Exercise brief —
Exactly the lines from the one containing "Each instance receives one keypoint. Mark the ute" through the end of the data below are to be reproduced, and nothing besides them.

(Items from a dataset)
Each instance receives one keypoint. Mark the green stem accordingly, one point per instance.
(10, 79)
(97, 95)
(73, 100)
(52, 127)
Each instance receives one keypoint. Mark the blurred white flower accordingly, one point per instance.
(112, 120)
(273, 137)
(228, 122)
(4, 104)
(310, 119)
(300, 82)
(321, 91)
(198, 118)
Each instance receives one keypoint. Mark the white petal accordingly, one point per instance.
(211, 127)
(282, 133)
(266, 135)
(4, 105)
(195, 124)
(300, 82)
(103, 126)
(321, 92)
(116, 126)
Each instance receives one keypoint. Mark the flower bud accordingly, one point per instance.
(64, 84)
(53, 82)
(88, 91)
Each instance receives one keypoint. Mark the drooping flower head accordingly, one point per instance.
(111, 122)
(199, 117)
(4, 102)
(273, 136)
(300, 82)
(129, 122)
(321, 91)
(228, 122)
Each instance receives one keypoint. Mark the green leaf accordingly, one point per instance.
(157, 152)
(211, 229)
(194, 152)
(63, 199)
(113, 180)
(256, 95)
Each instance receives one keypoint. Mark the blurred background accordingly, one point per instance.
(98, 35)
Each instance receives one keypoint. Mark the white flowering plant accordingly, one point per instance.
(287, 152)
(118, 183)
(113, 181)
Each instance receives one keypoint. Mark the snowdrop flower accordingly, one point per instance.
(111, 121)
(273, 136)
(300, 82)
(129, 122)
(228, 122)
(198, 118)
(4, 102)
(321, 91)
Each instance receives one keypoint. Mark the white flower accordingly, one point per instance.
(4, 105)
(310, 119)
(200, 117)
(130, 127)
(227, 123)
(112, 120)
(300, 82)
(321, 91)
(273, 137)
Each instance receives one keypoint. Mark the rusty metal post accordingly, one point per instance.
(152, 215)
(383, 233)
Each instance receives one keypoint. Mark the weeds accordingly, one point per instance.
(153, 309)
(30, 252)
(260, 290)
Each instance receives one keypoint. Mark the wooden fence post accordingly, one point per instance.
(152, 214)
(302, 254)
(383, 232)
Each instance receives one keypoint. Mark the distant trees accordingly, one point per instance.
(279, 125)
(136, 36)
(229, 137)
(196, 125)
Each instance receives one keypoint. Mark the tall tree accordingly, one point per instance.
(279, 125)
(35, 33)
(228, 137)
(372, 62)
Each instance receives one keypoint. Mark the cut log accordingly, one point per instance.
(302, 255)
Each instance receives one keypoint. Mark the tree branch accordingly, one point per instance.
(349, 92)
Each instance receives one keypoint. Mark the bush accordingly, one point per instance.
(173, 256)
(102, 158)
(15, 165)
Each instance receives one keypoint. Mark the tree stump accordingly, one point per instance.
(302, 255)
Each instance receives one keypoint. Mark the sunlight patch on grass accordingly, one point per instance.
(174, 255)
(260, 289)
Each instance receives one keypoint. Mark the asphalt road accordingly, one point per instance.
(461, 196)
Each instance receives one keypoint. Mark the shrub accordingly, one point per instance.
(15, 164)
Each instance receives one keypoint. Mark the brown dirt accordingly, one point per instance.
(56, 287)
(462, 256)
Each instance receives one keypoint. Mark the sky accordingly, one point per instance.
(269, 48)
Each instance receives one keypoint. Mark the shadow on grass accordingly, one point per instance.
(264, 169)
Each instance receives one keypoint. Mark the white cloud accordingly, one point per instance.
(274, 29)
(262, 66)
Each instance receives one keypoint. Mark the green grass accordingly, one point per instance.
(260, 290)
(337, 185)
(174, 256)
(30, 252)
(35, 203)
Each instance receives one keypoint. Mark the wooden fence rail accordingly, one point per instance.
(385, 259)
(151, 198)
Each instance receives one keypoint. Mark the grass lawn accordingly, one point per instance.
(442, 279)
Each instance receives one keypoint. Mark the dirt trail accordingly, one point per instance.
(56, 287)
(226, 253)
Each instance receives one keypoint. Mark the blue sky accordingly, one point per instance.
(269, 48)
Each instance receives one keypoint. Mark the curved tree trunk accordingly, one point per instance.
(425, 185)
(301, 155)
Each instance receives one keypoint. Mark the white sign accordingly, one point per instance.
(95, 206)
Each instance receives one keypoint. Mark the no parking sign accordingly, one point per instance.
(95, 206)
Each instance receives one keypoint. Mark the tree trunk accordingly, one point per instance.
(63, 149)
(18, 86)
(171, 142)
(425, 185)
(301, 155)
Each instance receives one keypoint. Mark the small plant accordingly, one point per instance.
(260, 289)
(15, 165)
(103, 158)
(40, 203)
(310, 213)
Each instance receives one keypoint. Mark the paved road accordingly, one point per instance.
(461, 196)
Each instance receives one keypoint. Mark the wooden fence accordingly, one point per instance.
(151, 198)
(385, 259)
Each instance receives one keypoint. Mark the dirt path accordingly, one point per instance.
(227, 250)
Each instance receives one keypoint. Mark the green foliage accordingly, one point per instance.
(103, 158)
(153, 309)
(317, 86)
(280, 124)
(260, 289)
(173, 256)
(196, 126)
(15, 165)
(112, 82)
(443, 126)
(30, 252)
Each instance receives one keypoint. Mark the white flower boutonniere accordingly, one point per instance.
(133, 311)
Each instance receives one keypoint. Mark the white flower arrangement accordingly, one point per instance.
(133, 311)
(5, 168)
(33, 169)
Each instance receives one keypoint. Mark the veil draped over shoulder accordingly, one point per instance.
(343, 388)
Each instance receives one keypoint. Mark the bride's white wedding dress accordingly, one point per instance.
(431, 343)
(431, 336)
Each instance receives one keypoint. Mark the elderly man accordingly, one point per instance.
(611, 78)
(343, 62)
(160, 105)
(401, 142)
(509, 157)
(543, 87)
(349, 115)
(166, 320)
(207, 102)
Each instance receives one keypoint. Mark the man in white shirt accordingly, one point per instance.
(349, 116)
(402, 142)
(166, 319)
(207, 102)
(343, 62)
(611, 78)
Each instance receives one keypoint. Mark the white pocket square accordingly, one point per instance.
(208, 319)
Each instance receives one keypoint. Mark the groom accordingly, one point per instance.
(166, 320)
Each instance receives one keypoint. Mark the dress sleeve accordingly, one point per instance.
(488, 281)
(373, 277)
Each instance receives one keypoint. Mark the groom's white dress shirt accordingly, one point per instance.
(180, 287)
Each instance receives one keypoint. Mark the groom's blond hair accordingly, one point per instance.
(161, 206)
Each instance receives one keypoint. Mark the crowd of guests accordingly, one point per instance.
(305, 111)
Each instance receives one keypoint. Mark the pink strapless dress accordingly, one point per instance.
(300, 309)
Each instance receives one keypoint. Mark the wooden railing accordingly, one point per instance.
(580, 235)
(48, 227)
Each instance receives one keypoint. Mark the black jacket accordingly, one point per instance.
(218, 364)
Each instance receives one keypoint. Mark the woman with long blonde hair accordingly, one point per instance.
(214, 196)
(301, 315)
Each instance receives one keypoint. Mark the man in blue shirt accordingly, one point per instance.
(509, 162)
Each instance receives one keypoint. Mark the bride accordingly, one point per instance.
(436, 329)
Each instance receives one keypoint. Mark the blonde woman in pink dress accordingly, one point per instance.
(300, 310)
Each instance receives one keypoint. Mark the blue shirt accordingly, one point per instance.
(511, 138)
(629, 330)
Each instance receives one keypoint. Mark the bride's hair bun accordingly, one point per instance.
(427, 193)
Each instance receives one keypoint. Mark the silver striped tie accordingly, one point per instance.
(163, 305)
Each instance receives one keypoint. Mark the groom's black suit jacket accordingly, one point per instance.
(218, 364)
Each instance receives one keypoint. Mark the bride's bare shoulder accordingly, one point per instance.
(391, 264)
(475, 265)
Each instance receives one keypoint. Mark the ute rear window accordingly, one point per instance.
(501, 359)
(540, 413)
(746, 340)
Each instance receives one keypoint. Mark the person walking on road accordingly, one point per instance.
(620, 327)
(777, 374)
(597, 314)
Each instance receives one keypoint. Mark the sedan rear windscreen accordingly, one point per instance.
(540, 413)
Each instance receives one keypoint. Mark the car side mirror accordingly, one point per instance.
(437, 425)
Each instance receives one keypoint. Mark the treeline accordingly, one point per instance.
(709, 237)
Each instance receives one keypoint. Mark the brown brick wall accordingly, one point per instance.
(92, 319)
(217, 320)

Solution to this problem —
Each instance receives one keypoint. Mark the ute rear window accordingly, one point per instance.
(501, 359)
(540, 413)
(746, 340)
Each instance receives one keypoint. Mark the person walking on road accordingly, one point per instance.
(620, 327)
(777, 374)
(597, 314)
Each instance receives one keypoint. Mark the sedan rear windscreen accordingly, one point per instance.
(540, 413)
Each instance receives one keypoint. Mark the car side mirror accordingly, one point per instance.
(437, 425)
Each instance receives one keypoint. Mark the treeline accordingly, one point per instance.
(709, 237)
Each instance receives one keypoint. Mark the brown brick wall accordingly, one point per instance.
(92, 319)
(217, 320)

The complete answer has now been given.